• Records supplied:

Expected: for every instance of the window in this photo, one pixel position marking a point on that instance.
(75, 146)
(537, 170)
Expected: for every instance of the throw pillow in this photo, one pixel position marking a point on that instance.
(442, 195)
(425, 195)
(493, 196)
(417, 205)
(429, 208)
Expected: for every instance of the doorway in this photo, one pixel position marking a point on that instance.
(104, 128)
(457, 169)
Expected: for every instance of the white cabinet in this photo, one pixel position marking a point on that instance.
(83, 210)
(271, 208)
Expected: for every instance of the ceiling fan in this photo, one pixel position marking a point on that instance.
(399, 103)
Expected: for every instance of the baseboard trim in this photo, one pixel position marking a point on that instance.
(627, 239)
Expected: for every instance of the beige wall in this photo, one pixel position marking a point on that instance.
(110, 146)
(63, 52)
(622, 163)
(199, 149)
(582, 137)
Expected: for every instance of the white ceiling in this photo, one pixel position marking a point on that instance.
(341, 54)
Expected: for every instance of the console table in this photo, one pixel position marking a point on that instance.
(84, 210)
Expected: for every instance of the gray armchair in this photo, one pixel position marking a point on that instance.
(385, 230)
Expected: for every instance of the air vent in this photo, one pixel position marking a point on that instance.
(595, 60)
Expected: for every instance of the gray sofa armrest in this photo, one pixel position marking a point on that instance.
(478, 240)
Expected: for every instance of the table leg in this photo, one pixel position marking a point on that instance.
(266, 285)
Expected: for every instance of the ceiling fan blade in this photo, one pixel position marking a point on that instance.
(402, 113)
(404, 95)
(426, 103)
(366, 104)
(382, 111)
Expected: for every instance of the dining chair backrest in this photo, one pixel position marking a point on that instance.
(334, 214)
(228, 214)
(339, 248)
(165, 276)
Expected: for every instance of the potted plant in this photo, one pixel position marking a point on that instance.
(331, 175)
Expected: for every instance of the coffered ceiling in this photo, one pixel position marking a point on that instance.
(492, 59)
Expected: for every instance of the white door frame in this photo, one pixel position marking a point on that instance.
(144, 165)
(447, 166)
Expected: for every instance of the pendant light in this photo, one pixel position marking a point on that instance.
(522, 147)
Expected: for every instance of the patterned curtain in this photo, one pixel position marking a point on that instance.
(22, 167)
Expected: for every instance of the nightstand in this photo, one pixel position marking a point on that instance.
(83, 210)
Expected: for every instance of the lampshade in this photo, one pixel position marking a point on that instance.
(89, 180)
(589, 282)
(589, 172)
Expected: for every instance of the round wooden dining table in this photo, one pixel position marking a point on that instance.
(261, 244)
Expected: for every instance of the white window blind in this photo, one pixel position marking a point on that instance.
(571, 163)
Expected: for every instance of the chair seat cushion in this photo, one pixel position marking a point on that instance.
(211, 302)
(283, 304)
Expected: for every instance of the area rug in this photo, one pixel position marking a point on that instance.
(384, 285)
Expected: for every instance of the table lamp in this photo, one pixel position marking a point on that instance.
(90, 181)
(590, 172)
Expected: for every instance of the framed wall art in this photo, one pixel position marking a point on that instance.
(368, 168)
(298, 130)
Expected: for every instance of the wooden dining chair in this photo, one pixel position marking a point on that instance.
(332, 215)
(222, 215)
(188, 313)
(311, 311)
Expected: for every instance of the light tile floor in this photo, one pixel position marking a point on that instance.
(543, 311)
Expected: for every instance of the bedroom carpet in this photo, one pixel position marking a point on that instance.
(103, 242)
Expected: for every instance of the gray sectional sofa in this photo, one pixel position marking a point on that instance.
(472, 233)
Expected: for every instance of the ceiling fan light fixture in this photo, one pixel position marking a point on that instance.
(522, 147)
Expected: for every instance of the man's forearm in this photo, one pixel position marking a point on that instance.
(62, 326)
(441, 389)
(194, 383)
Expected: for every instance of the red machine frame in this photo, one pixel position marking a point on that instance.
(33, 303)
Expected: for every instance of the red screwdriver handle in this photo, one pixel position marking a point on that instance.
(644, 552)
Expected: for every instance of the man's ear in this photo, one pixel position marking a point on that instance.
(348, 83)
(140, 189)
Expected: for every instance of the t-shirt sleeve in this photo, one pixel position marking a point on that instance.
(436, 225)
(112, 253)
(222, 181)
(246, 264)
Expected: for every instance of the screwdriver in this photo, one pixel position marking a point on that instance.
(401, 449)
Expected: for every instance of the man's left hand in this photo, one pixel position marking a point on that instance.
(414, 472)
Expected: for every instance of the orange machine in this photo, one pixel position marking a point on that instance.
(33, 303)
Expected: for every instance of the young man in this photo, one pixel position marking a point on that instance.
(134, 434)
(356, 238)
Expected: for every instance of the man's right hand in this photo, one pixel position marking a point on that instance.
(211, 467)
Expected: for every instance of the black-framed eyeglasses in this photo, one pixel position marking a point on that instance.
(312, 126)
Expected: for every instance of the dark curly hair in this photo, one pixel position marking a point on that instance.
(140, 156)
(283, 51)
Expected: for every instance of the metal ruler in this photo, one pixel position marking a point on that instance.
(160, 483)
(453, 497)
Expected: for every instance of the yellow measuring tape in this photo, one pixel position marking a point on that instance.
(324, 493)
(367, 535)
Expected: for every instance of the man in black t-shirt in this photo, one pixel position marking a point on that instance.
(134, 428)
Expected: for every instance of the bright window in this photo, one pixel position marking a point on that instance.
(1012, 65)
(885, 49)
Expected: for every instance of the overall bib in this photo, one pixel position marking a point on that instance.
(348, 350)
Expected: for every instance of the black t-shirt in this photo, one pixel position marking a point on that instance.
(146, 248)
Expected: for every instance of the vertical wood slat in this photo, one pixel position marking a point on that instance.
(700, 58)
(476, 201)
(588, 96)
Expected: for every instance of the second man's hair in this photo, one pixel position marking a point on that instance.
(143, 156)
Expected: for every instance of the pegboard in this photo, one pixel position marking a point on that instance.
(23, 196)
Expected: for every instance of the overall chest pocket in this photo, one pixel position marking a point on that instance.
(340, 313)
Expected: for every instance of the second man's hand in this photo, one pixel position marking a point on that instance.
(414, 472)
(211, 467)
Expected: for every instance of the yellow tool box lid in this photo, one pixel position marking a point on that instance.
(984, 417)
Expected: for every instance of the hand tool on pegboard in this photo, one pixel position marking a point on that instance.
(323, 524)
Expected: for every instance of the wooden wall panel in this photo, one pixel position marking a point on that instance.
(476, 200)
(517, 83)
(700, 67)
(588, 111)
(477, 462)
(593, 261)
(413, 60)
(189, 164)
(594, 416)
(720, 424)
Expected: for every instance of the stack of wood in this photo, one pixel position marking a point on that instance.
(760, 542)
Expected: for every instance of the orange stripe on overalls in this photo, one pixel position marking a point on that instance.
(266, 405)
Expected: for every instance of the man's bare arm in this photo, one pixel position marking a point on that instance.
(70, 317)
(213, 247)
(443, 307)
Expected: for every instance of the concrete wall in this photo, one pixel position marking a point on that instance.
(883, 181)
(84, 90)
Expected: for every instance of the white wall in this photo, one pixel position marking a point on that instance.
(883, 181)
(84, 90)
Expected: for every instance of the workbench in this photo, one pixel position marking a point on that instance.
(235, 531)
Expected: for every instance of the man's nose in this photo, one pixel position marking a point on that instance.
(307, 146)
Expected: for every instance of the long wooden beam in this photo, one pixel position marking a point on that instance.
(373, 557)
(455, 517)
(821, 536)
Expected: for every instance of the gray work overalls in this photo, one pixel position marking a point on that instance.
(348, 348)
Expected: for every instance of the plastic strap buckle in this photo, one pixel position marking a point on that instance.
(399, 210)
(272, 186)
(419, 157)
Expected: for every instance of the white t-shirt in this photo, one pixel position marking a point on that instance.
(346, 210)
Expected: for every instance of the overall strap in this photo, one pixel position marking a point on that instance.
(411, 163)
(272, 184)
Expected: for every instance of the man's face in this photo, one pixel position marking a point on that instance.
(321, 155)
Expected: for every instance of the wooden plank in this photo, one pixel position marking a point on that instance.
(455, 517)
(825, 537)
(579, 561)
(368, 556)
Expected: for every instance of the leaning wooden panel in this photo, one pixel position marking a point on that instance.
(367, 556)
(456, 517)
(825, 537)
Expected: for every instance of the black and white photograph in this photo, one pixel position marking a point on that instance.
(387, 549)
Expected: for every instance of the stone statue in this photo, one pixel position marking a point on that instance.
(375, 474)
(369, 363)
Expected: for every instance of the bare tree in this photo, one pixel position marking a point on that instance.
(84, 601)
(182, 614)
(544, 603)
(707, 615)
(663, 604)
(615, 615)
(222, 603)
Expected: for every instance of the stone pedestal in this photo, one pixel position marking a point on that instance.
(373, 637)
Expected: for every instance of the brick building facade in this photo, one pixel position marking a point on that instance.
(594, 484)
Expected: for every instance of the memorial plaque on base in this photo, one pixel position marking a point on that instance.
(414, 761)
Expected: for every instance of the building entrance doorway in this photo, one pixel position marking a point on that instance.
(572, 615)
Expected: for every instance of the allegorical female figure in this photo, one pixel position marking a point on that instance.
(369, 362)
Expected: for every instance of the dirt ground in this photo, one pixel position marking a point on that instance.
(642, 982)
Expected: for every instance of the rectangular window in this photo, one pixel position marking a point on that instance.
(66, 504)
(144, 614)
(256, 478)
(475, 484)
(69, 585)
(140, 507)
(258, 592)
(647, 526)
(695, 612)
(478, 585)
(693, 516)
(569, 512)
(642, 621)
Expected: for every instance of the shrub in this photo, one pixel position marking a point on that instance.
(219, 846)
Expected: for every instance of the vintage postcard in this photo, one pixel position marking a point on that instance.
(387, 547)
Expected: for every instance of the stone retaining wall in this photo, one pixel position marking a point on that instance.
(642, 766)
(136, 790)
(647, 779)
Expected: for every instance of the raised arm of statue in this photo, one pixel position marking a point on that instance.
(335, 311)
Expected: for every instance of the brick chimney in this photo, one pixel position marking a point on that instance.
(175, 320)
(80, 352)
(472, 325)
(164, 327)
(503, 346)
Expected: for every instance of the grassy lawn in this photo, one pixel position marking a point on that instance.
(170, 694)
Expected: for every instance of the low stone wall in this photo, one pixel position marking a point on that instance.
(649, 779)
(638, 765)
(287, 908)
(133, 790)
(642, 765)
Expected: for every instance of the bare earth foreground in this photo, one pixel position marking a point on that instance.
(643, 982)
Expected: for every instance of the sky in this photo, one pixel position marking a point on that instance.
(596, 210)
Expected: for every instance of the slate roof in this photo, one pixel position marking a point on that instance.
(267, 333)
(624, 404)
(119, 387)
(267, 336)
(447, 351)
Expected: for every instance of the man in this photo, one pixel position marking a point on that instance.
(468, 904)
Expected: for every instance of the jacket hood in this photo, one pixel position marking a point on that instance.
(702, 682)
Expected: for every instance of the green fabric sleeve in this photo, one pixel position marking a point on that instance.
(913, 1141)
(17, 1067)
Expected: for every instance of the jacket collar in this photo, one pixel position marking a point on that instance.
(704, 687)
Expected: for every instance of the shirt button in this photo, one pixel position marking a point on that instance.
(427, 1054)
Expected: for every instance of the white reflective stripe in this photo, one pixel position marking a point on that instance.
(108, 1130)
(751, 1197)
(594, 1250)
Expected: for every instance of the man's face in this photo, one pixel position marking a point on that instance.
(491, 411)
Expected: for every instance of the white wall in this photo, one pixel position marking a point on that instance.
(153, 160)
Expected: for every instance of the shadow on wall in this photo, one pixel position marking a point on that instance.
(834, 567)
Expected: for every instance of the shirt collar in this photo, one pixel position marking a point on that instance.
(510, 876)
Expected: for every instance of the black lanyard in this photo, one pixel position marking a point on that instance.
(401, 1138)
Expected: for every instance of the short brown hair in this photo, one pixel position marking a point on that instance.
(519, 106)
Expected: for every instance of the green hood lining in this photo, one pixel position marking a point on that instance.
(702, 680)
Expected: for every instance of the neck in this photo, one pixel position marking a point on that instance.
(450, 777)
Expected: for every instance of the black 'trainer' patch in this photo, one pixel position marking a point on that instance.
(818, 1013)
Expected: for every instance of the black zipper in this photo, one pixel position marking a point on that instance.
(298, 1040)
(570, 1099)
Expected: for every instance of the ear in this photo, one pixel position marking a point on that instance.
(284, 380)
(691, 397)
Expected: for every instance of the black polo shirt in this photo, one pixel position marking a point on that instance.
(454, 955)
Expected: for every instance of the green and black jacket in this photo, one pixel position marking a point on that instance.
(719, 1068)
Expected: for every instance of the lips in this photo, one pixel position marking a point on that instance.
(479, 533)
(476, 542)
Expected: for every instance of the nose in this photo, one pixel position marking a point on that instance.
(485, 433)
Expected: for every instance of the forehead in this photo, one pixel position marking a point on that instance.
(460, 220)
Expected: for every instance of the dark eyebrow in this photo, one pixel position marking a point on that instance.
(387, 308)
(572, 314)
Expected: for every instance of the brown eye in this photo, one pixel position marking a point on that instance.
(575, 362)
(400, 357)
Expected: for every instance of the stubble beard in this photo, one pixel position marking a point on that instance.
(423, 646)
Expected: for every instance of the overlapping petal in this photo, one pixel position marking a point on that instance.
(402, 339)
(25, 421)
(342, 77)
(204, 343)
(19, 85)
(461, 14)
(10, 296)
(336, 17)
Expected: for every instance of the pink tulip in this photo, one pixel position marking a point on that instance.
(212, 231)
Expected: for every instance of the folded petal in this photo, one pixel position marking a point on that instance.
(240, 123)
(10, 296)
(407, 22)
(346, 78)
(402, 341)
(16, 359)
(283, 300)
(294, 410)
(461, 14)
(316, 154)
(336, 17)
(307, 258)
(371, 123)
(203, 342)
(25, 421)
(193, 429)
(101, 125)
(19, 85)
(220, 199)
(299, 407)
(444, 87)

• Task to complete: Locate the line that contains "Expected: for every instance of the black polo". Repeat it and every line after it, up to and including the final line, exactly.

• Finished task:
Expected: for every instance of the black polo shirt in this photo, one pixel position marking a point on that instance.
(454, 955)
Expected: for every instance of the green and black jacket in this photo, one pixel position marking a point on that instance.
(719, 1068)
Expected: for every instance of the lips in this photo, one pixel position marking a point on that instance.
(479, 533)
(476, 542)
Expected: for every instance of the nose in this photo, one pixel position marking a point on that instance.
(485, 433)
Expected: for every instance of the forehead in this photo, one pixel position marking a point on that instance.
(460, 220)
Expected: for every instance of the dark eyebrow in this photo, one pixel position marking a point on that instance.
(387, 308)
(572, 314)
Expected: for every instance of the brown eye in this photo, one pixel position marking a point on that instance.
(575, 362)
(400, 357)
Expected: for every instance of the stubble beard in this photo, one pixel position marking a point on that instance.
(423, 646)
Expected: for every instance of the overlapping petal in this photo, one pixel position marking a point on that instance.
(402, 339)
(25, 421)
(342, 77)
(204, 343)
(19, 85)
(461, 14)
(10, 296)
(336, 17)
Expected: for every instance of the pink tulip in this photo, one pixel position marking a point on that instance.
(212, 231)
Expected: for every instance of the folded petal in this photo, one pixel position marking a point on that instance.
(240, 123)
(10, 296)
(407, 22)
(346, 78)
(402, 341)
(16, 359)
(283, 300)
(294, 410)
(461, 14)
(316, 154)
(336, 17)
(307, 258)
(371, 123)
(203, 342)
(25, 421)
(193, 429)
(101, 125)
(19, 85)
(220, 199)
(299, 407)
(444, 87)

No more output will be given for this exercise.